══ Information shown ══

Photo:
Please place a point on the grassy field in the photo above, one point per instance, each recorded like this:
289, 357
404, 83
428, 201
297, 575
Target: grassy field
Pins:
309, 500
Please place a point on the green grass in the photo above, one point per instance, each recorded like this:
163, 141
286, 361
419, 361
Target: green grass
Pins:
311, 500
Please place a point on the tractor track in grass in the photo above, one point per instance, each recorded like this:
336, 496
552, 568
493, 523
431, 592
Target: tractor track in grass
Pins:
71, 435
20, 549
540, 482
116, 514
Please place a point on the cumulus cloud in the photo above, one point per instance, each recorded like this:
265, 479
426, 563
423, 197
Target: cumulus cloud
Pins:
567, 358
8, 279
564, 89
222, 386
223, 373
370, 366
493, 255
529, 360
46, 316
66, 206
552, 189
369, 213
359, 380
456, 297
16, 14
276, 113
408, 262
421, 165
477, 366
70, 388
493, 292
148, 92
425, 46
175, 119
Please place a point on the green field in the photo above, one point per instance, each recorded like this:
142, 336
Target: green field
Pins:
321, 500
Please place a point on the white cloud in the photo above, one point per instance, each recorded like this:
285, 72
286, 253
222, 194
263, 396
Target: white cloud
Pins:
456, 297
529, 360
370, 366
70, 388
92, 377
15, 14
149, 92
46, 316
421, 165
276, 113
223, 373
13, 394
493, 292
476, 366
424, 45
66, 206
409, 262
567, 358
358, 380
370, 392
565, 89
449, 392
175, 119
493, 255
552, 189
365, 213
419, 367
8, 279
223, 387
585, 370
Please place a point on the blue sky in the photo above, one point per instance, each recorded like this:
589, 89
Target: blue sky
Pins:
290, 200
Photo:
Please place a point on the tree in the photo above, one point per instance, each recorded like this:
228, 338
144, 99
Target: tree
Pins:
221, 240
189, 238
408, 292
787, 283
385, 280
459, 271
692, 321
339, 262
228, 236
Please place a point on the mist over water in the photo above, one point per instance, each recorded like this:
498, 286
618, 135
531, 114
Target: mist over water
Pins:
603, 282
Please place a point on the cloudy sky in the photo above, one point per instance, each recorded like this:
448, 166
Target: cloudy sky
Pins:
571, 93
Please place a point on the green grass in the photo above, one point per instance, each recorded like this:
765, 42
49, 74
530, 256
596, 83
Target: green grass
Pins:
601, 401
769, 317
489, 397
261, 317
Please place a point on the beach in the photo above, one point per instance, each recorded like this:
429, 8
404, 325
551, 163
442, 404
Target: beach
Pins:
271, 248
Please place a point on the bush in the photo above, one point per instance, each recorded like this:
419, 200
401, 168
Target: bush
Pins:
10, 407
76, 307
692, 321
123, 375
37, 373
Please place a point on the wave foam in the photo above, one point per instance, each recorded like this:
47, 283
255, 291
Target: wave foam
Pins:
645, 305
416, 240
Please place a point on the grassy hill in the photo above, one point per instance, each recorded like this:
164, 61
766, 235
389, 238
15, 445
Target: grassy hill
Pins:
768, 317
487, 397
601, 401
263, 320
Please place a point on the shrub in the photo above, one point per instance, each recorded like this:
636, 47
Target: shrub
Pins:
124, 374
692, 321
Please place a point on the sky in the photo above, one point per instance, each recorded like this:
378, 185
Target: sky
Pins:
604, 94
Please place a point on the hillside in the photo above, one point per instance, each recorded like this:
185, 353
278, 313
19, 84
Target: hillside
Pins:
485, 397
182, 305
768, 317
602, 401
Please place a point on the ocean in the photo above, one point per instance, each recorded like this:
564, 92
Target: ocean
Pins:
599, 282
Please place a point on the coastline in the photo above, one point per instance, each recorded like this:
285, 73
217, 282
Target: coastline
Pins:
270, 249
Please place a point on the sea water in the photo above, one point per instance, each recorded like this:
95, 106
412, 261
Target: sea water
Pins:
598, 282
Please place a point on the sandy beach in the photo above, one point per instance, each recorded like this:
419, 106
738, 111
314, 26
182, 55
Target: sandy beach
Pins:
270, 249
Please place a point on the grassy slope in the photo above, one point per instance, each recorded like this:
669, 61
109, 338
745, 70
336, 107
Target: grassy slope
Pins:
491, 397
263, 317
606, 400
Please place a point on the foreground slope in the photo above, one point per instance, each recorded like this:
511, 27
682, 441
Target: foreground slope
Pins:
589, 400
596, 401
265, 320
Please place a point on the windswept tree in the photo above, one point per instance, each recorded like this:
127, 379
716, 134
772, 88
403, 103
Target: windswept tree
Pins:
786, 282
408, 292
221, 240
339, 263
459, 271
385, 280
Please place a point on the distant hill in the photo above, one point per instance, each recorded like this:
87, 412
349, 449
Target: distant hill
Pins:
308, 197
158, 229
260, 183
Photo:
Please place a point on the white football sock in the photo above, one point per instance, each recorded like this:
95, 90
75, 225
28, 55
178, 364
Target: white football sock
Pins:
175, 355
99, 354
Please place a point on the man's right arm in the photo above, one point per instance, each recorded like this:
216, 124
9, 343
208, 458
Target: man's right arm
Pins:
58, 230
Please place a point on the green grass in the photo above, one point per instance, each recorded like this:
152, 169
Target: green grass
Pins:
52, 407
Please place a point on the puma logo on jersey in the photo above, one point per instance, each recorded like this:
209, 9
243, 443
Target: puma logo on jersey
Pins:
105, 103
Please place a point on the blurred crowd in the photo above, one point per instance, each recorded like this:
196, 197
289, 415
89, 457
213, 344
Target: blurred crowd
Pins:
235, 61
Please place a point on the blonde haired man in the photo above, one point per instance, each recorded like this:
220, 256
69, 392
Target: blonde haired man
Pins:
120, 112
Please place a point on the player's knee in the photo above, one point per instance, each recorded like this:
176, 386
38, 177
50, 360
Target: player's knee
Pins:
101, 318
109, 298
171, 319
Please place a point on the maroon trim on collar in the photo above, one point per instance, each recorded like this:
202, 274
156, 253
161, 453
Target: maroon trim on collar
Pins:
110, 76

═══

:: Task description ::
Repeat, with no changes, each line from the one with "Please place a point on the blonde" to the end of the listing, including both ends and nothing else.

:: Task response ::
Please place a point on the blonde haired man in the photo above, one point per instance, each recorded like this:
220, 256
69, 392
Target: blonde haired man
Pins:
120, 112
Please place a point on the player's knee in the photo above, one point per instance, each recorded like this:
176, 386
38, 177
50, 360
Target: player's knee
Pins:
101, 318
109, 298
171, 319
Please place a point on the maroon trim on collar in the photo above, one point per instance, each recorded like this:
202, 274
156, 253
161, 453
Target: maroon trim on collar
Pins:
110, 76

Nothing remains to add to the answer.